Work to complete: A verbatim copy of the records is required, with all pictures left out.

○ ○ ○

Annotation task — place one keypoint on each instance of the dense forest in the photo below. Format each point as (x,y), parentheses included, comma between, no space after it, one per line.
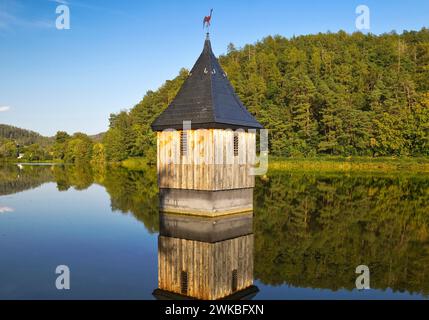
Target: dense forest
(311,229)
(333,93)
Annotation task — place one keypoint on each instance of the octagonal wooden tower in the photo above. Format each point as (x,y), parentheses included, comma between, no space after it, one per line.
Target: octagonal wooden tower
(206,144)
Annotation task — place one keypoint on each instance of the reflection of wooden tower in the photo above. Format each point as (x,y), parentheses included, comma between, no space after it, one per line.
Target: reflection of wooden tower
(205,258)
(204,150)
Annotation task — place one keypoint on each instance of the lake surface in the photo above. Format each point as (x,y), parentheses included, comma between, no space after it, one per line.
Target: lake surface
(311,231)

○ ○ ○

Complete response:
Annotation task — place one keypoint on each instance of the dense forest in the photo below. Format each point as (x,y), parentheses included, comma between, no space after it, one per line.
Target: dense forest
(311,229)
(333,93)
Annotation task — place one keypoint on each instance of the octagonal wooden tower in the photo above. Format each point as (x,y), parentheses included, comma between, no space after it, one per line.
Target: octagonal wooden tower
(206,144)
Annotation task — place one keypoint on each instance of the reflection of wooden tower in the photo above. Format each point as (x,y), parentheses included, comma between, no space after it, one per line.
Target: reflection of wooden tower
(205,258)
(204,150)
Annotation task — place one keypoint on each instance of the lake surface in the photo above. Format each point as (x,y), parentheses included, comma between, no space after it, one per line.
Target: lake surface
(311,231)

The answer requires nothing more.